··· Extrait cité ···

Festspielhaus, 3*, 4, 5 octobre 2025
Nijinsky
John Neumeier (chorégraphie, décors, costumes), Frédéric Chopin, Nikolaï Rimski-Korsakov, Dimitri Chostakovitch, Robert Schumann (musique)
Hamburg Ballett
Ondrej Rudcenko (piano), Württembergische Philharmonie Reutlingen, Nathan Brock (direction musicale)


Bénazetsaal, Kurhaus, 7, 8* octobre 2025
Shall we dance?
John Neumeier (concept, mise en scène, chorégraphie), George Gershwin, Maurice Ravel, Johnny Cash, Camille Saint-Saëns (musique), Edna St. Vincent Millay, Langston Hughes, F. Scott Fitzgerald (poèmes)
Bundesjugendballett, Kevin Haigen (direction artistique et pédagogique), Hamburger Kammerballett, Edvin Revazov (direction artistique)
Caroline Bruker (chant), Mayuko Arita (piano), Alexander Vorontsov (piano), Musikensemble, Kellen McDaniel (direction musicale)
Igor Sarazhynskyi (décors), Sonja Kraft (costumes), Roger Irman (lumières)


Festspielhaus, 10, 11*, 12 octobre 2025
Epilog
John Neumeier (chorégraphie, mise en scène, décors, costumes, lumière), Franz Schubert, Richard Strauss, Simon & Garfunkel (musique)
Hamburg Ballett
Maria Bengtsson (soprano, David Fray, Emmanuel Christien (piano)
Albert Kriemler (AKRIS) (costumes), Kiran West (vidéo)


J. Neumeier (© Kiran West)


En 1973, lorsque John Neumeier fut nommé directeur et chorégraphe principal du Ballet de Hambourg, il n’avait que 34 ans et devenait alors le plus jeune directeur d’une compagnie de ballet en Allemagne. Cinquante et un ans plus tard, à l’été 2024, lorsqu’il quitta définitivement ses fonctions, il était devenu sans conteste le plus âgé. Ce demi‑siècle d’identification à tout ce qui touche à la danse à Hambourg a fait de lui une véritable institution vivante, indissociable du visage artistique de la ville : un répertoire immense – plus de cent soixante‑dix œuvres, dont près d’une centaine créées par le Hamburg Ballett –, la fondation du Hamburg Ballett Zentrum, qui abrite à la fois les studios de répétition, une école et une compagnie junior (Bundesjugendballett), la création de la Stiftung John Neumeier, institut de recherche et futur musée rassemblant les archives et précieuses collections du maître, sans oublier des tournées internationales ayant porté le nom de Hambourg sur les plus grandes scènes mondiales.

··· Entrées extraites ···

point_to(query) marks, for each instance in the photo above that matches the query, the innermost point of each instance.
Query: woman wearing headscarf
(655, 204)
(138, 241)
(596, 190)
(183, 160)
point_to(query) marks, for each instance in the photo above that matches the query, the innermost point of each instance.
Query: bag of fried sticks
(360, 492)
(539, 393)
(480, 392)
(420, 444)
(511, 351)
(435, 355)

···
··· Entrées extraites ···

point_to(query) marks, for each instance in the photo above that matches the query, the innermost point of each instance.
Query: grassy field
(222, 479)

···
··· Entrées extraites ···

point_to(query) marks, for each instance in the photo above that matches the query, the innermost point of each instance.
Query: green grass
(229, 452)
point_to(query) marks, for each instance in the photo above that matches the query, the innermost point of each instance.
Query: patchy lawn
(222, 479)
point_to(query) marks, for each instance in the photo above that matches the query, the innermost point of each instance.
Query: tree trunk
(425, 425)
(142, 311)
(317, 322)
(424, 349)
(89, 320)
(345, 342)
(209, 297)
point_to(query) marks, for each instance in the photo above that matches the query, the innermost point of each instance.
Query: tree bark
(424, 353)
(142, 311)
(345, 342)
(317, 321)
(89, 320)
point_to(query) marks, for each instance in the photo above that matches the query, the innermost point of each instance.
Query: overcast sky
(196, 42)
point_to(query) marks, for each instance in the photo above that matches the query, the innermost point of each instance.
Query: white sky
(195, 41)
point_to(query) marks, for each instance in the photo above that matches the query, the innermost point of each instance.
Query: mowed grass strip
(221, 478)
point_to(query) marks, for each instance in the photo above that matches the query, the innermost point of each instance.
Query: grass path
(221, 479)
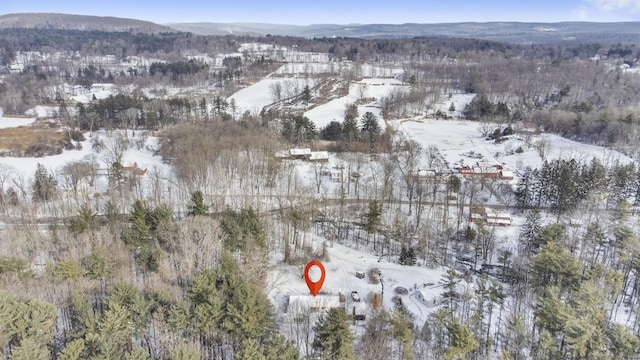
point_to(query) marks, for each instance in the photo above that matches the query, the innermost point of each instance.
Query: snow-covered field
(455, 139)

···

Consigne:
Donnez la suite de l'extrait consacré à John Neumeier et au Ballet de Hambourg, en commençant après sa dernière phrase. Les entrées ci-dessus n'ont aucun lien avec l'extrait sur John Neumeier.

Production attendue:
Un véritable empire, mais aussi une transmission que l’on pressentait difficile à assumer : le successeur désigné de Neumeier, le chorégraphe argentino-allemand Demis Volpi, a été finalement remercié après quelques mois seulement. Niveau artistique jugé insuffisant par plus de la moitié des soixante‑trois danseurs de la compagnie, climat de travail qualifié de « toxique », en tout cas suffisamment pénible pour provoquer des démissions en série, dont celles de cinq solistes : une véritable crise interne, qui a conduit dès juin 2025 à une rupture prématurée de contrat. Dans l’attente d’un hypothétique successeur mieux en phase avec l’esprit de la troupe, c’est le fidèle Lloyd Riggins, déjà responsable de la préservation du répertoire Neumeier à Hambourg, qui assure désormais l’essentiel de l’intérim au sein d’un triumvirat. Seul un danseur ayant lui‑même appartenu à la troupe pourrait‑il, en définitive, se révéler apte à remplacer un leader aussi charismatique ? Somme toute, c’est déjà ce qui s’était produit en 1973 au Stuttgart Ballet, après la disparition brutale de John Cranko : seule la danseuse Marcia Haydée, héritière naturelle du maître, avait pu réussir à rétablir stabilité et confiance, là où le chorégraphe américain Glen Tetley, parachuté de l’extérieur, avait rapidement échoué.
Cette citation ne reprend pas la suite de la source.